# Start of Input material

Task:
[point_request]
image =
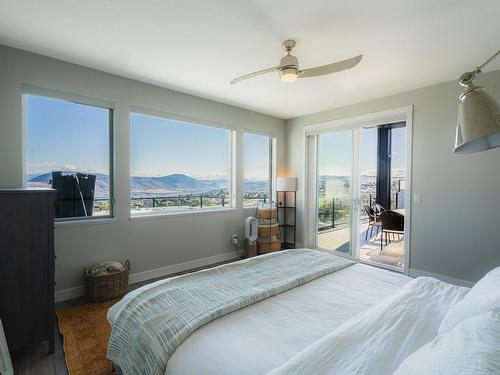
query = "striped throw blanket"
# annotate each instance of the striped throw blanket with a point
(150, 323)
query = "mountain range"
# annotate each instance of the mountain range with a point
(145, 186)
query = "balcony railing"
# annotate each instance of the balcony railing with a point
(334, 212)
(183, 201)
(190, 201)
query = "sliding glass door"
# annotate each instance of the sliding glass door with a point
(359, 192)
(335, 193)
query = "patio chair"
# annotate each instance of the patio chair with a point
(373, 221)
(392, 223)
(378, 209)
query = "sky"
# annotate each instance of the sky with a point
(160, 147)
(68, 136)
(256, 157)
(335, 152)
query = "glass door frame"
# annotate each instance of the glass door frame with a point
(310, 138)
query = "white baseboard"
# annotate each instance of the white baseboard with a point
(450, 280)
(70, 293)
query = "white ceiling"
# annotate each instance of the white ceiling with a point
(198, 46)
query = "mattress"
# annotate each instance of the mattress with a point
(260, 337)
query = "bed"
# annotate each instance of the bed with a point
(282, 333)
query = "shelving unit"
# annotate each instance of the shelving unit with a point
(286, 201)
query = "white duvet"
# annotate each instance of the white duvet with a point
(378, 340)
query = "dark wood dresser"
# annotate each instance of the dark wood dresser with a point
(27, 266)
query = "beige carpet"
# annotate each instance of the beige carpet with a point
(85, 331)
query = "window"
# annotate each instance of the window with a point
(69, 149)
(178, 166)
(257, 169)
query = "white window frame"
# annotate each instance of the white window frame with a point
(272, 165)
(30, 90)
(193, 121)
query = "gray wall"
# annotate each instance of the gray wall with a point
(455, 230)
(150, 243)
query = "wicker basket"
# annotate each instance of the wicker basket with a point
(105, 287)
(269, 230)
(267, 212)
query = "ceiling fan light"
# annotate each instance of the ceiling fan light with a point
(289, 74)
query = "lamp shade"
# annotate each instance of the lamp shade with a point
(478, 125)
(286, 184)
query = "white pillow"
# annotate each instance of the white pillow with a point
(471, 348)
(484, 296)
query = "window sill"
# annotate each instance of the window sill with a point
(180, 213)
(80, 222)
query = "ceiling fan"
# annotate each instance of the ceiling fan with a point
(289, 66)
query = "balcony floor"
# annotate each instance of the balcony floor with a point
(392, 254)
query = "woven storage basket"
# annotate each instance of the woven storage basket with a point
(269, 246)
(105, 287)
(267, 212)
(268, 230)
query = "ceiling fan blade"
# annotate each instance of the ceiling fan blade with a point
(254, 74)
(330, 68)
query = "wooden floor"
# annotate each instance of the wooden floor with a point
(35, 360)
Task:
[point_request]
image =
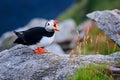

# End of Input material

Count how many lines in the listing contain the word "light", and reply with that number alone.

» **Answer to this problem**
2